■ **What to produce**: Show each line in the rows below that contains the string "Target", copying the line in full.

■ **Entries shown**:
■ ■ ■ ■ ■ ■ ■

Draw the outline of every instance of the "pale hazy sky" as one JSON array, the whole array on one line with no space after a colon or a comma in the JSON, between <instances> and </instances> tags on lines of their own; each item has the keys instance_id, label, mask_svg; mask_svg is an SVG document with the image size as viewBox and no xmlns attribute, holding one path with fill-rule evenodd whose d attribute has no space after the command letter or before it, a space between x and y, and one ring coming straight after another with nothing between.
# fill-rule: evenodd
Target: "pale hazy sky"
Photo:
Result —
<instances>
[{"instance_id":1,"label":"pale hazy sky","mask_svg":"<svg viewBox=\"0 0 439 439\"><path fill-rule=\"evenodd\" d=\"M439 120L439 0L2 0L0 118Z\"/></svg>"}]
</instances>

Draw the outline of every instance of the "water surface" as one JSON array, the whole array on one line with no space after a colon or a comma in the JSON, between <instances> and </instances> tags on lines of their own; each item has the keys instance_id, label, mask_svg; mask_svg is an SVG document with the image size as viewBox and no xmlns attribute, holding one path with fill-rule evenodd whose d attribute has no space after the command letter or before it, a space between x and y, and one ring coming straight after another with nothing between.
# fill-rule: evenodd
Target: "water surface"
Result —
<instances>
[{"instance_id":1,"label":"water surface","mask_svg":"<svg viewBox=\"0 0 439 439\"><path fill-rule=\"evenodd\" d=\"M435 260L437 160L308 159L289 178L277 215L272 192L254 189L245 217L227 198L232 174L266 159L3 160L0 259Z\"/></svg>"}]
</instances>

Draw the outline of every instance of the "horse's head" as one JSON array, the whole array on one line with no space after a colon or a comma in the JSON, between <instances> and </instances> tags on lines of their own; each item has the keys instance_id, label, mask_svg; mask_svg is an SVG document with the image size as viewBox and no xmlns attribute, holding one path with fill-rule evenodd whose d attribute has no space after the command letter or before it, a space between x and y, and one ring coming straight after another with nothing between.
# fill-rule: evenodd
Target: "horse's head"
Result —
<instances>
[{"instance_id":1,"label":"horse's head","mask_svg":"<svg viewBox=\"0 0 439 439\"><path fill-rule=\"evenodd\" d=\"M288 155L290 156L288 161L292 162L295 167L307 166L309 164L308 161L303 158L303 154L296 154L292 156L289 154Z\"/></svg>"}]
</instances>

■ ■ ■ ■ ■ ■ ■

■ **Exercise output**:
Target: "pale hazy sky"
Target: "water surface"
Target: "horse's head"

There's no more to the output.